=== TEXTO DEL DOCUMENTO ===

Queda así demostrado con numerosas pruebas y datos y testimonios que Groucho Marx no era quien parecía, sino que en verdad pertenecía a la peor de las raleas —y no estoy hablando del judaísmo— que el bajo New York pudo albergar en su seno de alcantarillado, vodevil y mierda, y que por no ser no era ni gracioso. También hemos demostrado que se pintaba el bigote con cera. Muchas gracias por su atención.

===

## TAREAS A REALIZAR
[A] Indica si cada una de estas afirmaciones concuerda con el texto sobre Groucho Marx y cita las palabras del texto que lo deciden: (i) Groucho Marx se pintaba el bigote con cera. (ii) Groucho Marx era gracioso. (iii) La ralea a la que alude el texto es el judaísmo.
[B] Prosigue el texto sobre Groucho Marx a partir de su última frase.

=== DATOS PROPORCIONADOS ===

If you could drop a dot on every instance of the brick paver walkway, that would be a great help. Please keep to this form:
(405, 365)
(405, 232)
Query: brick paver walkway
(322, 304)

===

## RESPUESTAS A TAREAS
[A]
(i) Sí: «También hemos demostrado que se pintaba el bigote con cera».
(ii) No: «y que por no ser no era ni gracioso».
(iii) No: «—y no estoy hablando del judaísmo—».

[B]
(Este mismo artículo fue publicado en el fanzine Mondo Brutto en 1999, titulándose el mismo: Groucho: historia de un farsante; en el suplemento La Luna de Metrópoli, de el diario EL MUNDO, en el año 2001, bajo el título: Las gracias de Groucho Marx no era tan graciosas; y en La Vanguardia, a fecha de 2005, a doble página, con fotos , negritas y título homónimo al publicado en este blog.)